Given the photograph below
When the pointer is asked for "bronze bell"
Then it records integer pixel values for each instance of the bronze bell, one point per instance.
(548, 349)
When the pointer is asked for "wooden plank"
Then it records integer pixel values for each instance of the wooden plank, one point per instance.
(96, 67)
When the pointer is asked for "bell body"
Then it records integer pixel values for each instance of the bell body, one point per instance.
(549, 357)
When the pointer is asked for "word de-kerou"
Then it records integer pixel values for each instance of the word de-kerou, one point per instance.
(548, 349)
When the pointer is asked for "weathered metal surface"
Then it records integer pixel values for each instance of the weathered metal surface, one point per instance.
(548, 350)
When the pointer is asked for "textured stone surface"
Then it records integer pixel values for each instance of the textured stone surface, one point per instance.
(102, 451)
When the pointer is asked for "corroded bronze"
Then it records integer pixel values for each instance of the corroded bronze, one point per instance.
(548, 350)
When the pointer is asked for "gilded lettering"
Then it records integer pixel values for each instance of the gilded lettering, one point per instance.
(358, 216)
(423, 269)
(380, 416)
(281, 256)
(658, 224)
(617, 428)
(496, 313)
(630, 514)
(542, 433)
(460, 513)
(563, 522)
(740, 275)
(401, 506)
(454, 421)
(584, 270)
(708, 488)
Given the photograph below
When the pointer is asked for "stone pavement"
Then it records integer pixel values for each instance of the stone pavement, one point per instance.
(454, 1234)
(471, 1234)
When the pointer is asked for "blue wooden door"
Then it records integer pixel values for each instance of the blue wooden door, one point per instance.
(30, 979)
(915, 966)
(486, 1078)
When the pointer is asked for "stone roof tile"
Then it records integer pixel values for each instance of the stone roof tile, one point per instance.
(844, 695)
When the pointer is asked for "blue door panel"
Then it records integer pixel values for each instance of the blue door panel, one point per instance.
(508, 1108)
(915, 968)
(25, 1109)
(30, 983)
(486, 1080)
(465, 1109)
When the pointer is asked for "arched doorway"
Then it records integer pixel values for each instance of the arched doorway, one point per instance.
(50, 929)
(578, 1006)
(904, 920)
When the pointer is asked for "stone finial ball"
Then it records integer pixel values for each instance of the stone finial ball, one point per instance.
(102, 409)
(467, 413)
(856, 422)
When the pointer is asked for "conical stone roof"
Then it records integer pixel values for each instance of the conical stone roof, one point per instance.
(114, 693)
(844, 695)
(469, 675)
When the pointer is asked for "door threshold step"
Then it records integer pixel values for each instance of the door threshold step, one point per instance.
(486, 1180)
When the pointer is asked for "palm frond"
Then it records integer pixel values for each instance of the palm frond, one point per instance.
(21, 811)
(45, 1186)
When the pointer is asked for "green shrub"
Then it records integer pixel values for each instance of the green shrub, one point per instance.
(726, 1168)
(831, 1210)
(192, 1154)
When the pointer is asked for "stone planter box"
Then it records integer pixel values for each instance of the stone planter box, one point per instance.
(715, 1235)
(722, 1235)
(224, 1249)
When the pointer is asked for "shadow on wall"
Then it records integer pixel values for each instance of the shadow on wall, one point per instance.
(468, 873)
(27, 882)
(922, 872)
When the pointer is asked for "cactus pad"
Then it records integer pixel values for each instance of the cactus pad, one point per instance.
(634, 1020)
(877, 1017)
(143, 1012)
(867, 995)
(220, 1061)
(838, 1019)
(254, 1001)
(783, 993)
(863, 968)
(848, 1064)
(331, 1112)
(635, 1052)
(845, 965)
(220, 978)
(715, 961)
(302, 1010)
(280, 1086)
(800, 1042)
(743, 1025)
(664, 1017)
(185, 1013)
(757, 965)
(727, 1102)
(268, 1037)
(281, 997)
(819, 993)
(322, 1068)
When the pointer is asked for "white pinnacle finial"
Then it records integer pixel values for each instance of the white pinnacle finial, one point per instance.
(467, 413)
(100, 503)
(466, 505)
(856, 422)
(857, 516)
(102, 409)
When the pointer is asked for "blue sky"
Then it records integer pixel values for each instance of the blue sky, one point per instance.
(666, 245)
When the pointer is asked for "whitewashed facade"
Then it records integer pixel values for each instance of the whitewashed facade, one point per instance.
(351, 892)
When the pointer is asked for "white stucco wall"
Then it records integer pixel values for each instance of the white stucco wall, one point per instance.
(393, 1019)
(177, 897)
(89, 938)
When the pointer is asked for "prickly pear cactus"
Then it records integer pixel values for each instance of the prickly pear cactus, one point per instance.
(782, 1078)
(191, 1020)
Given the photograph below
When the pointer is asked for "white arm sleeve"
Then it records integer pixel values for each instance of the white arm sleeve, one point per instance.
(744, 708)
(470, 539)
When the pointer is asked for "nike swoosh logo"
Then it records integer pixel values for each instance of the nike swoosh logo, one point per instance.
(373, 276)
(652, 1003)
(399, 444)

━━━━━━━━━━━━━━━━━━━━━━━━━━━━━━

Report every line above that contains the word "wooden", copying each such line in full.

When the pointer is asked for "wooden plank"
Then it records integer pixel values for each instance of the wooden plank, one point per instance.
When the pointer is asked for "blue wooden door"
Then it records integer pixel values for each instance of the blue wooden door, one point per instance.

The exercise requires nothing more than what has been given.